● AIM OF THE TASK:
Copy every record below exactly.

● RECORDS SHOWN:
** start **
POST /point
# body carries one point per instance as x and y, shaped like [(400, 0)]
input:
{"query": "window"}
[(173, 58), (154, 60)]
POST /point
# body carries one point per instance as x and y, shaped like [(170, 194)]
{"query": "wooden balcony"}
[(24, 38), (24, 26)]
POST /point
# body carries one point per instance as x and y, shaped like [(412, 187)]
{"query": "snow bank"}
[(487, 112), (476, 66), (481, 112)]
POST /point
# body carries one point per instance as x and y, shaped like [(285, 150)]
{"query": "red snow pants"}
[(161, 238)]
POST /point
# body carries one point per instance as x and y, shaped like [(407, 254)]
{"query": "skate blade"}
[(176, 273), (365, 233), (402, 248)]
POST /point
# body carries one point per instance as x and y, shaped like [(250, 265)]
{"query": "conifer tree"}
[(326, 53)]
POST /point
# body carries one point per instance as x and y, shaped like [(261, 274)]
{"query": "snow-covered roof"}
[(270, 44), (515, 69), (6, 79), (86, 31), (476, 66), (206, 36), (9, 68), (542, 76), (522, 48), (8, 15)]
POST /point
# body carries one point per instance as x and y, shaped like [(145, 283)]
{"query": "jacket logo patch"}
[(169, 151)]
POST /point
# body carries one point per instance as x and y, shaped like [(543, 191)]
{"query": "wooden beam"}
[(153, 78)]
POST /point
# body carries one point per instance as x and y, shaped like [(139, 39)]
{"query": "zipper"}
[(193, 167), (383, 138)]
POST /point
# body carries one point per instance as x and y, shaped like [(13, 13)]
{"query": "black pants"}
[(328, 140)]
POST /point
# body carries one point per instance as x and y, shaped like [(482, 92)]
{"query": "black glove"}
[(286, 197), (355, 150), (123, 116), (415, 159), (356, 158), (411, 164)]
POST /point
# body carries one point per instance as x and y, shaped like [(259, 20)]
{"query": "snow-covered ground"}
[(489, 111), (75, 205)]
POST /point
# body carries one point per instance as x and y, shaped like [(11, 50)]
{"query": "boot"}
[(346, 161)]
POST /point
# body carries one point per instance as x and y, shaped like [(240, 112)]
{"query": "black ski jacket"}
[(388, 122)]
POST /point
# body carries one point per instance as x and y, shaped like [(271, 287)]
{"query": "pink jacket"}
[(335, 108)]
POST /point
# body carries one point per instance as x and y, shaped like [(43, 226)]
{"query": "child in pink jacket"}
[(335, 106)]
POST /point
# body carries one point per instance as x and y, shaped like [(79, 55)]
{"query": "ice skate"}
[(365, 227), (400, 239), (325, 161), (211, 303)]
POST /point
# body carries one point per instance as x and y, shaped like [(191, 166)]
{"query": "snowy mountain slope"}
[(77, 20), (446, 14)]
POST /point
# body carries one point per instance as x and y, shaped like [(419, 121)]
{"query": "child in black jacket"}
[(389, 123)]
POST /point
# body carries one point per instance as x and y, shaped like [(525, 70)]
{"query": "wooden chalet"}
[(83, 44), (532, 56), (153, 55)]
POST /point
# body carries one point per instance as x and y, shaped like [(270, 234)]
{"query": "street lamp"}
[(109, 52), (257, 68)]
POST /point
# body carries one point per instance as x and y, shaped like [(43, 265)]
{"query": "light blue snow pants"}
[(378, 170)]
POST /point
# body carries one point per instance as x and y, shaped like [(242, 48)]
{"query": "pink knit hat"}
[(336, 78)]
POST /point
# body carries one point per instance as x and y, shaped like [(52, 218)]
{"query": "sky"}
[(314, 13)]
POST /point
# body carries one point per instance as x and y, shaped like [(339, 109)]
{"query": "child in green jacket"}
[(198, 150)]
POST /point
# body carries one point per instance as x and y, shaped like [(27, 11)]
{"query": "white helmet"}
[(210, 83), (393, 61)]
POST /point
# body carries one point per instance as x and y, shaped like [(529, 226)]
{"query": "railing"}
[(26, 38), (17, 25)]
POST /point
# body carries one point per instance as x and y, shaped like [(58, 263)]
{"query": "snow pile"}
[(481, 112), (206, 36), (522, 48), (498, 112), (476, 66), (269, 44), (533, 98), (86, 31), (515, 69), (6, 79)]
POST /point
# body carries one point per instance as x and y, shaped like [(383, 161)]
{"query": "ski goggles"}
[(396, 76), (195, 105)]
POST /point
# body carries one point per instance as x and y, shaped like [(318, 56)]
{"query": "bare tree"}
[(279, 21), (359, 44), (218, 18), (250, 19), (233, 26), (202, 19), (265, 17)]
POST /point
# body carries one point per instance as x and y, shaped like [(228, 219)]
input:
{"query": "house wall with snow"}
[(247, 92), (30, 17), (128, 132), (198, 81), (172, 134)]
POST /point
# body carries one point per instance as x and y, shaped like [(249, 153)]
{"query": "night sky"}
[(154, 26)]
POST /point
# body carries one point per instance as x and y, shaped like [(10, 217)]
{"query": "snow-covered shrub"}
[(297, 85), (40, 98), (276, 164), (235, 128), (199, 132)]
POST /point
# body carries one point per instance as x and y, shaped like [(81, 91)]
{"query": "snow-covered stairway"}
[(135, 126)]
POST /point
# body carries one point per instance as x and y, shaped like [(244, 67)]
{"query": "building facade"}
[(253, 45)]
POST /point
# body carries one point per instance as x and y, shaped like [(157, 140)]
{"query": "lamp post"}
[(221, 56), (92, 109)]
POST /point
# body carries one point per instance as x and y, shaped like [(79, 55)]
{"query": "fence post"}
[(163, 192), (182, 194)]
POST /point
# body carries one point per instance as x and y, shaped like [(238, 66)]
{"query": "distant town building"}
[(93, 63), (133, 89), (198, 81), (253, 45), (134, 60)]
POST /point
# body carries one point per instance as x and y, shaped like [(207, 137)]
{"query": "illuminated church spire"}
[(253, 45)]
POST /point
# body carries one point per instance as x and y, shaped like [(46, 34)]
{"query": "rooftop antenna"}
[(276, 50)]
** end **
● FINAL RESULT:
POST /point
# body carries one point per instance as x and y, shaped like [(400, 0)]
input:
{"query": "window"}
[(173, 58), (154, 60)]
POST /point
# body carries one point per instance as x and y, shaped like [(170, 194)]
{"query": "wooden balcony"}
[(24, 38), (24, 26)]
POST /point
# body carries one point per instance as x and y, shaped like [(412, 187)]
{"query": "snow bank"}
[(487, 112), (476, 66), (481, 112)]
POST /point
# body carries one point per instance as x and y, shaped like [(285, 150)]
{"query": "red snow pants"}
[(161, 238)]
POST /point
# body carries one point per instance as x and y, shaped like [(407, 254)]
{"query": "skate blade"}
[(176, 273), (365, 233), (402, 248)]
POST /point
# body carries one point per instance as x and y, shaped like [(250, 265)]
{"query": "conifer tree"}
[(326, 53)]
POST /point
# body carries one point per instance as x and y, shaped like [(261, 274)]
{"query": "snow-covered roof"}
[(270, 44), (515, 69), (6, 79), (86, 31), (476, 66), (206, 36), (9, 68), (542, 76), (522, 48), (8, 15)]
POST /point
# body carries one point per instance as x and y, shaped like [(145, 283)]
{"query": "jacket logo patch"}
[(169, 151)]
POST /point
# body carries one point per instance as x and y, shaped like [(543, 191)]
{"query": "wooden beam"}
[(153, 78)]
POST /point
# body carries one point per instance as x and y, shaped like [(139, 39)]
{"query": "zipper"}
[(193, 167), (383, 138)]
POST /point
# body carries one point per instance as x and y, shaped like [(13, 13)]
{"query": "black pants"}
[(328, 140)]
POST /point
# body carries one point per instance as x and y, shaped like [(482, 92)]
{"query": "black glove"}
[(286, 197), (355, 150), (123, 116), (415, 159), (356, 158), (411, 164)]
POST /point
# body carries one point per instance as x and y, shaped like [(259, 20)]
{"query": "snow-covered ground"}
[(489, 111), (75, 205)]
POST /point
# body carries one point per instance as x and y, shaped like [(11, 50)]
{"query": "boot"}
[(346, 161)]
POST /point
# body carries one point per instance as x and y, shaped like [(240, 112)]
{"query": "black ski jacket"}
[(388, 122)]
POST /point
# body carries one point per instance as x and y, shaped like [(271, 287)]
{"query": "pink jacket"}
[(335, 108)]
POST /point
# body carries one point per instance as x and y, shaped like [(43, 226)]
{"query": "child in pink jacket"}
[(335, 106)]
POST /point
# body carries one point per instance as x and y, shaped like [(79, 55)]
{"query": "ice skate"}
[(365, 227), (400, 239), (325, 161), (211, 303)]
POST /point
# body carries one point per instance as x and y, shaped like [(191, 166)]
{"query": "snowy mountain slope"}
[(77, 20), (446, 14)]
POST /point
# body carries one point per instance as x and y, shaped like [(419, 121)]
{"query": "child in black jacket"}
[(389, 123)]
POST /point
# body carries one point per instance as x and y, shaped like [(525, 70)]
{"query": "wooden chalet"}
[(83, 44), (532, 56), (153, 55)]
POST /point
# body carries one point per instance as x and y, shaped like [(270, 234)]
{"query": "street lamp"}
[(109, 52), (257, 68)]
POST /point
# body carries one point per instance as x and y, shaped like [(43, 265)]
{"query": "light blue snow pants"}
[(378, 170)]
POST /point
# body carries one point per instance as x and y, shaped like [(242, 48)]
{"query": "pink knit hat"}
[(336, 78)]
POST /point
# body carries one point per instance as x and y, shaped like [(52, 218)]
{"query": "sky"}
[(314, 13)]
POST /point
# body carries one point per instance as x and y, shaped like [(339, 109)]
{"query": "child in green jacket"}
[(198, 150)]
POST /point
# body carries one point per instance as x and y, shaped like [(27, 11)]
{"query": "white helmet"}
[(210, 83), (393, 61)]
POST /point
# body carries one point per instance as x and y, shaped like [(529, 226)]
{"query": "railing"}
[(26, 38), (17, 25)]
POST /point
# body carries one point per instance as x and y, shaped like [(58, 263)]
{"query": "snow pile"}
[(481, 112), (206, 36), (522, 48), (498, 112), (476, 66), (269, 44), (533, 98), (86, 31), (515, 69), (6, 79)]
POST /point
# body carries one point per instance as x and y, shaped like [(383, 161)]
{"query": "ski goggles"}
[(396, 76), (195, 105)]
POST /point
# body carries one point per instance as x and y, shaped like [(318, 56)]
{"query": "bare tree"}
[(279, 21), (359, 44), (218, 18), (250, 19), (233, 26), (202, 19), (265, 17)]
POST /point
# body carries one point per instance as x and y, shaped like [(228, 219)]
input:
{"query": "house wall with snow"}
[(247, 92), (30, 17), (128, 132), (198, 81), (172, 134)]
POST /point
# body carries one point per instance as x and y, shaped like [(249, 153)]
{"query": "night sky"}
[(154, 26)]
POST /point
# body carries one point per instance as x and y, shaped like [(10, 217)]
{"query": "snow-covered shrub"}
[(297, 85), (40, 98), (276, 164), (235, 128), (199, 132)]
POST /point
# body carries one point per instance as x and y, shaped like [(81, 91)]
{"query": "snow-covered stairway"}
[(135, 126)]
POST /point
# body carries one point per instance as x and y, shaped like [(244, 67)]
{"query": "building facade"}
[(253, 45)]
POST /point
# body carries one point per instance as x and y, shaped like [(157, 140)]
{"query": "lamp post"}
[(221, 56), (92, 109)]
POST /point
# body carries one point per instance as x and y, shaped like [(79, 55)]
{"query": "fence post"}
[(163, 192), (182, 194)]
POST /point
# body carries one point per instance as x and y, shaped like [(238, 66)]
{"query": "distant town building"}
[(93, 63), (133, 89), (198, 81), (253, 45), (134, 60)]
POST /point
# body carries one point per instance as x and y, shaped like [(207, 137)]
{"query": "illuminated church spire"}
[(253, 45)]
POST /point
# body carries one point per instance as x and y, shaped like [(46, 34)]
{"query": "rooftop antenna"}
[(276, 50)]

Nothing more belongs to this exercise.